** Start Document extract **

Pass array variable to and from a nested bash script

Question

I have a main script (main.bash)

#!/bin/bash
var=10                 #Variable to pass to the nested script
./nested.bash $var     #Pass 'var' to the nested script, which outputs the 'list' array
echo $list             #echo the output of the nested script

The nested script (nested.bash) is:

#!/bin/bash
if [ $1 == 10 ] ; then    
    list=(10-10 20-01 30-03 40-01 50-05)
fi
export list

I used export, but it is not working. How can 'nested.bash' pass list array to 'main.bash'? More generally, how can this be done?

Answer 1

The simplest solution is to source the script with .. This runs it in the current shell process instead of in a child process, which means the outer script can see the changes made by the nested script.

main

#!/bin/bash
var=10
. ./nested.bash "$var"
echo "${list[@]}"

nested.bash

if [ "$1" == 10 ]; then    
    list=(10 20 30 40 50)
fi

Notes:

• Executables should generally not have an extension. The caller doesn't need to know if the script is written in bash or python or is a compiled C program. Prefer main to main.bash.

• Sourced scripts, on the other hand, should have an extension since they need to be executed in a particular interpreter. Name the inner script nested.bash.

• Always quote variable expansions.

• Array expansion is "${list[@]}". If you write $list you'll only get the first element.

• You don't have to pass "$var" in and reference it as "$1" in the nested script. You can reference "$var" directly if you like.

** End Document extract **
** Start Entries **

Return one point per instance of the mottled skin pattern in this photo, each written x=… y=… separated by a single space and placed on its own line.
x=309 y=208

** End Entries **
** Start Entries **

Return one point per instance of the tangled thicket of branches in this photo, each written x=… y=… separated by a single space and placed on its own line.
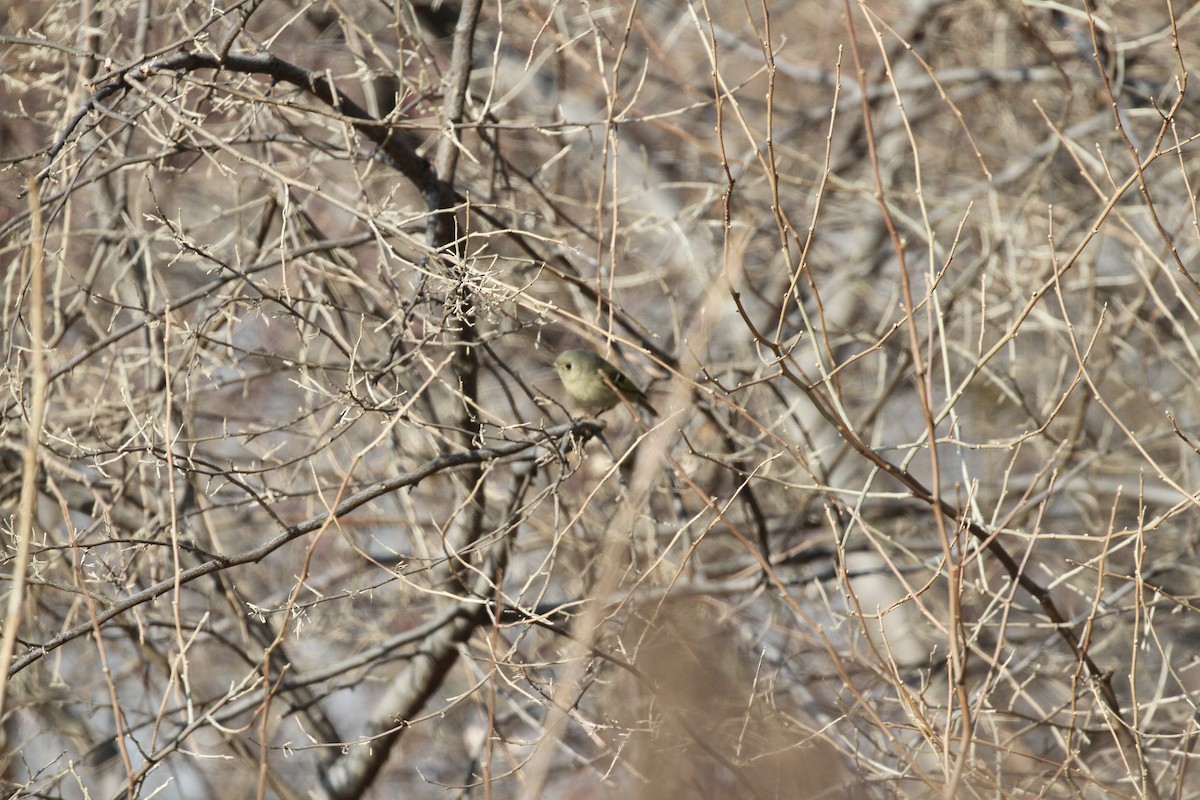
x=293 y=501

** End Entries **

→ Tasks to complete:
1. Answer these questions about the bash thread, marking each answer with the matching letter:
(a) What value does the main script assign to var?
(b) According to the answer, where does sourcing a script run it?
(c) What do you get if you write $list instead of "${list[@]}"?
2. Translate this sentence from the bash thread into Spanish: "The caller doesn't need to know if the script is written in bash or python or is a compiled C program."
3. Please transcribe the part of the bash thread that opens with the words containing "I used export, but" and closes with "by the nested script.".

→ The replies:
1.
(a) 10
(b) In the current shell process instead of in a child process.
(c) Only the first element.

2. Quien llama no necesita saber si el script está escrito en bash o en python o si es un programa compilado en C.

3.
I used export, but it is not working. How can 'nested.bash' pass list array to 'main.bash'? More generally, how can this be done?

Answer 1

The simplest solution is to source the script with .. This runs it in the current shell process instead of in a child process, which means the outer script can see the changes made by the nested script.